■ Brief ■
What you return must match the records word for word.

════

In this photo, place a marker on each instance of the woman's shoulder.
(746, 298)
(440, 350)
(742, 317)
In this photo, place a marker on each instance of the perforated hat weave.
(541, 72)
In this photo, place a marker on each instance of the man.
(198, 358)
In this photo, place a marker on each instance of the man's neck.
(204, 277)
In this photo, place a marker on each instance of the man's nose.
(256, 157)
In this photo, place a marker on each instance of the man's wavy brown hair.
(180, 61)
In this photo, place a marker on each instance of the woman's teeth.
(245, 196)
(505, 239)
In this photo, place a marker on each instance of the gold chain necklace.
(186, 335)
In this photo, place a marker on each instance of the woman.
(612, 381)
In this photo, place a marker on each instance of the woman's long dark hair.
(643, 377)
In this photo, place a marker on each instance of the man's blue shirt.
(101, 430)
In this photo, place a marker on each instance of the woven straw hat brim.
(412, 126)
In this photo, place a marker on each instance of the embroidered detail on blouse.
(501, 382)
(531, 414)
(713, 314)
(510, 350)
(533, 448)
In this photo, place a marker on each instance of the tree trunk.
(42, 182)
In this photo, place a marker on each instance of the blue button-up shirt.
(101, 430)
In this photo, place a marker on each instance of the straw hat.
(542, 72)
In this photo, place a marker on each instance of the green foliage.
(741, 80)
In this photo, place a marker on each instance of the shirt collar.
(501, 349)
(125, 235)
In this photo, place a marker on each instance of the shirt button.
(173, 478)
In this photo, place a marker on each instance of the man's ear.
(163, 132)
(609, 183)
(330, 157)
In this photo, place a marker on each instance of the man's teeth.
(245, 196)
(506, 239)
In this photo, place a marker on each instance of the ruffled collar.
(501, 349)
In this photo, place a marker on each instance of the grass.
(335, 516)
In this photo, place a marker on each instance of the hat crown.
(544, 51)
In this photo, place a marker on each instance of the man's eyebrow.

════

■ The answer ■
In this photo, place a marker on each instance of the woman's shoulder.
(746, 298)
(440, 350)
(742, 317)
In this photo, place a marker on each instance of the perforated hat weave.
(541, 72)
In this photo, place a marker on each instance of the man.
(198, 358)
In this photo, place a marker on each instance of the man's neck.
(204, 277)
In this photo, place a marker on each instance of the man's nose.
(256, 157)
In this photo, place a marker on each instance of the man's wavy brown hair.
(180, 61)
In this photo, place a marker on each instance of the woman's teeth.
(245, 196)
(505, 239)
In this photo, place a marker on each instance of the gold chain necklace.
(186, 335)
In this photo, place a marker on each instance of the woman.
(612, 381)
In this photo, place a marker on each instance of the woman's long dark hair.
(643, 377)
In this photo, place a marker on each instance of the man's blue shirt.
(101, 430)
In this photo, place a marker on each instance of the woven straw hat brim.
(412, 126)
In this photo, place a marker on each instance of the embroidered detail on blouse.
(501, 382)
(531, 414)
(713, 314)
(510, 350)
(533, 448)
In this photo, place a marker on each instance of the tree trunk.
(42, 182)
In this photo, place a marker on each instance of the blue button-up shirt.
(101, 430)
In this photo, place a marker on each instance of the straw hat.
(542, 72)
In this photo, place a marker on each instance of the green foliage.
(741, 80)
In this photo, place a marker on each instance of the shirt collar.
(501, 349)
(125, 235)
In this photo, place a marker on each instance of the shirt button.
(173, 478)
In this photo, place a marker on each instance of the man's ear.
(163, 132)
(609, 183)
(330, 157)
In this photo, place a marker on each instance of the man's teeth.
(245, 196)
(506, 239)
In this photo, place a marker on each instance of the ruffled collar.
(501, 349)
In this photo, place a marker on each instance of the grass.
(335, 516)
In this photo, place a marker on each instance of the hat crown.
(544, 51)
In this photo, place a marker on each instance of the man's eyebrow.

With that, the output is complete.